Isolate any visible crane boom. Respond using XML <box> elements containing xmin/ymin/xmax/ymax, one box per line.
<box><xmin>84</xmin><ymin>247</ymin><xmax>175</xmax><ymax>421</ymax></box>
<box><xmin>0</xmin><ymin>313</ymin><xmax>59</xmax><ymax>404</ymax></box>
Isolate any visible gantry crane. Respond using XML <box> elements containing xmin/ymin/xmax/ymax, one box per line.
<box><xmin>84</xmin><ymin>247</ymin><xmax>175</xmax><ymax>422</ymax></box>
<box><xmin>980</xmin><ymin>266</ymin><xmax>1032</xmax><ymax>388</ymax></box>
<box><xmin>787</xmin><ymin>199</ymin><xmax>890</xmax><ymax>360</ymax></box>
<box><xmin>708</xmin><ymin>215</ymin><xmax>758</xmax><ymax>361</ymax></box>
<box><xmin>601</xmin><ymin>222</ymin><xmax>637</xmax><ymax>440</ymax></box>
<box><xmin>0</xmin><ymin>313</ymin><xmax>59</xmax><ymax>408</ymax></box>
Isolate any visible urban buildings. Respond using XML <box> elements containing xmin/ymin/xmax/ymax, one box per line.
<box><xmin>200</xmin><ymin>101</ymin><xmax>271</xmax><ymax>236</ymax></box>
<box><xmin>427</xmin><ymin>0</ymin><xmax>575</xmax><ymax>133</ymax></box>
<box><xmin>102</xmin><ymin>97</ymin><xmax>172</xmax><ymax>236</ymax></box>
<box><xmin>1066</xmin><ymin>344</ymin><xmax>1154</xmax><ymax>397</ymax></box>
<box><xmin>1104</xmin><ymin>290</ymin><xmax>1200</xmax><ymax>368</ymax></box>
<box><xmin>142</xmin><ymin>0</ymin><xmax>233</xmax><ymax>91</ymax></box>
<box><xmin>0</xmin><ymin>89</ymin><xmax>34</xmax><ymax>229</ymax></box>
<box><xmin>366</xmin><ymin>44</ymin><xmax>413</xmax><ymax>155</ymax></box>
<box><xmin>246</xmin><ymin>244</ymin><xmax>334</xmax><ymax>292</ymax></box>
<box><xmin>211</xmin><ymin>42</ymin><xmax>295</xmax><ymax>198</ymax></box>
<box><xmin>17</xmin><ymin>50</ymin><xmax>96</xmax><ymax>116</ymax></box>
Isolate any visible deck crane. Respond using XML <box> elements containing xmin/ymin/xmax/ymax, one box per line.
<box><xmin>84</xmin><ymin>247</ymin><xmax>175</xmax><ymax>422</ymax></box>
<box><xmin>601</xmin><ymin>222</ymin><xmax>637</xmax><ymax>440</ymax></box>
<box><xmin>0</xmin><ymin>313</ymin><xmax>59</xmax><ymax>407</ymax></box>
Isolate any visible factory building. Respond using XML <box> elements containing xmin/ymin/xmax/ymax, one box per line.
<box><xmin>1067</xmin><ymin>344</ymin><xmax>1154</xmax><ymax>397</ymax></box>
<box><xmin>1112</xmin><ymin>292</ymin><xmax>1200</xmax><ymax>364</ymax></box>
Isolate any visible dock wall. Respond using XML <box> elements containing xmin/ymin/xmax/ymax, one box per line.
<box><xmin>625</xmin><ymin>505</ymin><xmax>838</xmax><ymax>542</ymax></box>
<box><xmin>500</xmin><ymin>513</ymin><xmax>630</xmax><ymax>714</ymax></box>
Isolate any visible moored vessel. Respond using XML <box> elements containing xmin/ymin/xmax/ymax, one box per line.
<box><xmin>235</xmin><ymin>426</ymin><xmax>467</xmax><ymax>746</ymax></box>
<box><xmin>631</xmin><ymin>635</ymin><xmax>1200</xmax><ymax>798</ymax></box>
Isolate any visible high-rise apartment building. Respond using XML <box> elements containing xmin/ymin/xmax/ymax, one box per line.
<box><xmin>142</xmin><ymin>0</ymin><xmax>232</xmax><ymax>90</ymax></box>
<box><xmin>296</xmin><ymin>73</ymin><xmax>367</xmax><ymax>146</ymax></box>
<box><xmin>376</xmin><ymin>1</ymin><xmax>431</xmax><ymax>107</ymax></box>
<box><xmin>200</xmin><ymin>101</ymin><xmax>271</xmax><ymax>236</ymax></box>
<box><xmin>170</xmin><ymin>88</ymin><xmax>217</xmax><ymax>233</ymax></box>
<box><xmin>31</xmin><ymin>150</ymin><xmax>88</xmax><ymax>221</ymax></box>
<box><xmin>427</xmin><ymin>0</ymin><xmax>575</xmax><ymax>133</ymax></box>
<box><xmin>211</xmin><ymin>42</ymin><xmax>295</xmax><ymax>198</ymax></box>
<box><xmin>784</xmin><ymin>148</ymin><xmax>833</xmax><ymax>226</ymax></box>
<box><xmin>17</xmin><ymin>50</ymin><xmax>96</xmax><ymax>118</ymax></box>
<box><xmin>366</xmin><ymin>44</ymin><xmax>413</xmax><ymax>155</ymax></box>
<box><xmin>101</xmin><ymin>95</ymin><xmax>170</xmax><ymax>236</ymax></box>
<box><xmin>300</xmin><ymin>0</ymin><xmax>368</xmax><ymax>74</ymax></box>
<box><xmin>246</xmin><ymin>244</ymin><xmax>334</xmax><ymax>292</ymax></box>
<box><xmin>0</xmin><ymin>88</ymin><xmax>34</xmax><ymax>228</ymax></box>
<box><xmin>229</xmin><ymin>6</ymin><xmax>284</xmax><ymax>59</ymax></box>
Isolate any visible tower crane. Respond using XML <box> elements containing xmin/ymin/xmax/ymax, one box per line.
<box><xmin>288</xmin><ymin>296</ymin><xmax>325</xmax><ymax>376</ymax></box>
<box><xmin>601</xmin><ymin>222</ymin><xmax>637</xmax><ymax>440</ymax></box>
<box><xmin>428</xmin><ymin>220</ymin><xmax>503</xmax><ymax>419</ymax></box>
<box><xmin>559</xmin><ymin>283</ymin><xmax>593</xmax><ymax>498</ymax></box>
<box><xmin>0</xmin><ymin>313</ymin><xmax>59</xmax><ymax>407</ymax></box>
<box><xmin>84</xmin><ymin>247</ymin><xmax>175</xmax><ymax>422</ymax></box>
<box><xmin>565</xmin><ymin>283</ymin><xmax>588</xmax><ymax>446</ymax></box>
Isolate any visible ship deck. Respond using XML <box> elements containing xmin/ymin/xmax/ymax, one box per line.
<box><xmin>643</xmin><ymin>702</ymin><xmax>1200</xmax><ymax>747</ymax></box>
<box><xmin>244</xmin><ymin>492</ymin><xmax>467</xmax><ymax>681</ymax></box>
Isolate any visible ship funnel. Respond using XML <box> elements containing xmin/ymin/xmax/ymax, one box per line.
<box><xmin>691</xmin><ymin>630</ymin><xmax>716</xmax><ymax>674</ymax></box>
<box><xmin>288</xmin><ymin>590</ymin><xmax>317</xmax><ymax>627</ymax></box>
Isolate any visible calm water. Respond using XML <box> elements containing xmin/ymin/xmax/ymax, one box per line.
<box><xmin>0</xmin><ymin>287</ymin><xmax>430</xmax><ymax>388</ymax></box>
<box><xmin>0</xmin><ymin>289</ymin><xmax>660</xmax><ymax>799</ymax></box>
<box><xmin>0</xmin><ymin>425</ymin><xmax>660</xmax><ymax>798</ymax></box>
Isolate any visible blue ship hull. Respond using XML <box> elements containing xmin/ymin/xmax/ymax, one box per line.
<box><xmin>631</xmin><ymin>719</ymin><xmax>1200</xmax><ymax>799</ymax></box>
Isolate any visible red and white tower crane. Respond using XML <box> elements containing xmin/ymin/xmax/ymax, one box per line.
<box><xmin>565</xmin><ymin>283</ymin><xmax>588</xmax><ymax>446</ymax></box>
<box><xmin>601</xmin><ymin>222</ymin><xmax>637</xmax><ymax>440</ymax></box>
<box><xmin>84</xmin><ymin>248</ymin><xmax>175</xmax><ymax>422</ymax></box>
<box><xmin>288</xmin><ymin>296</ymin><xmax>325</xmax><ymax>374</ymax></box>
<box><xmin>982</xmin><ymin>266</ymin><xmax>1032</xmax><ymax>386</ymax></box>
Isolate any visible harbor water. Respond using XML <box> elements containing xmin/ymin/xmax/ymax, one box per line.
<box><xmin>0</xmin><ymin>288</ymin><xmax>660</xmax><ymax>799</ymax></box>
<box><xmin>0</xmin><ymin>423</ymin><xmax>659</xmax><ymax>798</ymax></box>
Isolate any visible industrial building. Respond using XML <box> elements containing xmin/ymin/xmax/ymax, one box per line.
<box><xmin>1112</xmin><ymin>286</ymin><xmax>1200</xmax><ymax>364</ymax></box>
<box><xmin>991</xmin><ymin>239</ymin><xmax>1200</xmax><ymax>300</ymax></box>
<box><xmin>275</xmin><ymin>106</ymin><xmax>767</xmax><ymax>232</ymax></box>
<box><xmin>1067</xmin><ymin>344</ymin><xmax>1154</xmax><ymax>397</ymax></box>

·····

Retype, unchanged, the stretch from the line containing "Isolate any visible industrial" through the last line of the items.

*Complete output*
Isolate any visible industrial building. Respond using XML <box> elements containing xmin/ymin/xmax/ymax, one box per line.
<box><xmin>1112</xmin><ymin>286</ymin><xmax>1200</xmax><ymax>364</ymax></box>
<box><xmin>991</xmin><ymin>239</ymin><xmax>1200</xmax><ymax>300</ymax></box>
<box><xmin>275</xmin><ymin>106</ymin><xmax>767</xmax><ymax>232</ymax></box>
<box><xmin>1067</xmin><ymin>344</ymin><xmax>1154</xmax><ymax>397</ymax></box>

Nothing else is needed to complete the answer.